=== Passage given ===

IN THE UNITED STATES DISTRICT COURT FOR THE EASTERN DISTRICT OF PENNSYLVANIA
April 2, 2013
STERLING CREDIT CORPORATION, DEFENDANT.
The opinion of the court was delivered by: DuBois, J.
Plaintiff Eric Nyce sued defendant Sterling Credit Corporation for violating numerous provisions of the Fair Debt Collection Practices Act ("FDCPA"), 15 U.S.C. § 1692 et seq. Sterling moved for summary judgment on all of Nyce's claims. For the reasons that follow, the motion is granted in part and denied in part.
This case concerns Sterling's attempts to recover a debt from Nyce. Sterling contacted Nyce numerous times by phone and by mail. The specifics of each communication are set forth in Sterling's responses to Nyce's interrogatories. (See Resp. Ex. B at 5-7.) To summarize: Sterling called Nyce nine times between April 27, 2010 and June 19, 2010. Sterling started its calls again in December, calling Nyce thirteen times between December 20, 2010 and January 7, 2011. Of the last thirteen calls, eleven occurred between December 20th and December 23rd. In some instances, Sterling called immediately after Nyce hung up the phone. Sterling also sent a letter to Nyce once a month every month (except April) from March, 2010 to December, 2010.

===

Work to do:
[a] Answer these questions from the court opinion:
(i) Which judge delivered the opinion?
(ii) How many times did Sterling call Nyce between April 27, 2010 and June 19, 2010?
(iii) Of the last thirteen calls, how many occurred between December 20th and December 23rd?
[b] Reproduce the records from the line containing "Give the mask of every instance of the white column" through the end of the records, and nothing else. Leave the requests unchanged. In the answers, multiply every viewBox dimension and path coordinate by 2.05 and round to whole numbers, with halves rounded up.
The court opinion and the records below it were drawn from separate sources.

=== Data for the task ===

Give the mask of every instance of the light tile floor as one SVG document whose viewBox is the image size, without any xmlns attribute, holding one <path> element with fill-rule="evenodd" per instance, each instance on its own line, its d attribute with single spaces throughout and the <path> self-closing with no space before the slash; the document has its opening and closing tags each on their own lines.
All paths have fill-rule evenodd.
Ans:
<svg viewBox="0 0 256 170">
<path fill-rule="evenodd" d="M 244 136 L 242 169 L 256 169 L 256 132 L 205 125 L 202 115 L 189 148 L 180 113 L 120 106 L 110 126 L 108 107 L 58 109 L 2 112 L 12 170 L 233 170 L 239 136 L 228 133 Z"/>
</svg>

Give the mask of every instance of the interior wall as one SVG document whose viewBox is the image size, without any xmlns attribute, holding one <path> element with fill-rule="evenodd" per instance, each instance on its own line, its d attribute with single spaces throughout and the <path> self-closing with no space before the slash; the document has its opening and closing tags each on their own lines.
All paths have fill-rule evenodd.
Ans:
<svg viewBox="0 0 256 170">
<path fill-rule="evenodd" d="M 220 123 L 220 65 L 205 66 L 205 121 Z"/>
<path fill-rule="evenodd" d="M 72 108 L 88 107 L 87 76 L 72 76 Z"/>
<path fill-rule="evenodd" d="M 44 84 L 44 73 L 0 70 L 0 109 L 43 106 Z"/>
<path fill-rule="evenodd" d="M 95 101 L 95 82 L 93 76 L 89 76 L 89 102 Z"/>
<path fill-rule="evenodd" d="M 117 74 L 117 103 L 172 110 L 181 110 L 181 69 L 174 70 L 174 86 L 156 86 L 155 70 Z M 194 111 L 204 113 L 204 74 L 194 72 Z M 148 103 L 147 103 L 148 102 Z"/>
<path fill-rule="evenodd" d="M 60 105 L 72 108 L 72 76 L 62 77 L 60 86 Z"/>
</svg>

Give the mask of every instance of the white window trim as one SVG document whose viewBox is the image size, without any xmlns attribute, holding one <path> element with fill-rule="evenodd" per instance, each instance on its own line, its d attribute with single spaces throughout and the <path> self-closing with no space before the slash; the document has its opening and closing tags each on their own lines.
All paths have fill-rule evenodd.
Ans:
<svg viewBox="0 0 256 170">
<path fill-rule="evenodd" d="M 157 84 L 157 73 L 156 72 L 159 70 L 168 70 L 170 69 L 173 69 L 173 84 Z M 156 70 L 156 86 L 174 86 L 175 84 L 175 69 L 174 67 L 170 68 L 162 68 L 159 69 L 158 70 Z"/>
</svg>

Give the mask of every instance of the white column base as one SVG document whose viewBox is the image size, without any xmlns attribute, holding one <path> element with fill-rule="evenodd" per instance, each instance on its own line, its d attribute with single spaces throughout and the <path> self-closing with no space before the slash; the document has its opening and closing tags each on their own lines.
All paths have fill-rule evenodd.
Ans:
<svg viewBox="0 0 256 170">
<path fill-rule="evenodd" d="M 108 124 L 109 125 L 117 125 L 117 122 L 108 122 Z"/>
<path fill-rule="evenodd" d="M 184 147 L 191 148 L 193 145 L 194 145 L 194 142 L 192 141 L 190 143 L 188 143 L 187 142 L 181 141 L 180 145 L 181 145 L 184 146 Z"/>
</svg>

===

Answers to the exercises:
[a]
(i) DuBois, J.
(ii) Nine times.
(iii) Eleven.

[b]
Give the mask of every instance of the white column base as one SVG document whose viewBox is the image size, without any xmlns attribute, holding one <path> element with fill-rule="evenodd" per instance, each instance on its own line, its d attribute with single spaces throughout and the <path> self-closing with no space before the slash; the document has its opening and closing tags each on their own lines.
All paths have fill-rule evenodd.
Ans:
<svg viewBox="0 0 525 349">
<path fill-rule="evenodd" d="M 221 254 L 223 256 L 240 256 L 240 250 L 221 250 Z"/>
<path fill-rule="evenodd" d="M 377 301 L 392 303 L 396 297 L 398 297 L 398 291 L 394 289 L 390 293 L 385 293 L 383 291 L 371 289 L 369 297 L 371 297 L 377 299 Z"/>
</svg>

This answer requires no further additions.